I'm hoping I can get some better insight into how my camera works and how I can apply it in the future.

I have a custom built camera with a Canon EF 200 lens mounted to it. The camera allows me to hook a frame grabber to it and read out raw data into a file that can then be opened by excel. I need to correct the vignetting, so I took dark data (with the lens cap on) and light data (by pointing the camera into an integrating sphere). I then used that data to calculate the flat field gain table and applied it to one of the integrating sphere images. It worked as I expected and the imagery looks perfect - completely white, no rings or drop off at the corners. The entire time I was doing this, the aperture was set to f2.8 (fully open).

Now, when I went to apply my flat field gain table to the actual imagery I wanted to correct, I noticed that the images had been taken with different aperture settings of either 5.6, 8.0 or 11.3.

My question is, does this completely invalidate the flat field gain table I already calculated? Or is the change so minor it wouldn't be noticeable? Ideally I would just take another round of integrating sphere images, but I don't have access to that equipment anymore so I'm kind of stuck.


2 Answers 2


Vignetting depends highly on both aperture and focused distance.

For example, see http://www.dpreview.com/lensreviews/nikon_35_1p8g_n15/3 which has an example on how wildly the vignetting varies by shooting a 35mm f1.8 for cropped sensors on a full frame at different focus and apertures.

• Directive a: Rewrite all of the records in full, requests included, and shift each coordinate in the answers by adding 85 to it.
The forum thread above and the records that follow are unrelated material.

• Task material:
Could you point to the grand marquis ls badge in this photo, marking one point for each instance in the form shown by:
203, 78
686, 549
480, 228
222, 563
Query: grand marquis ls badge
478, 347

• Directive b: In the forum thread on vignetting, what aperture setting was used the whole time the flat field gain table was being calculated?

• Task answer a:
Could you point to the grand marquis ls badge in this photo, marking one point for each instance in the form shown by:
203, 78
686, 549
480, 228
222, 563
Query: grand marquis ls badge
563, 432

• Task answer b: The aperture was set to f2.8, fully open.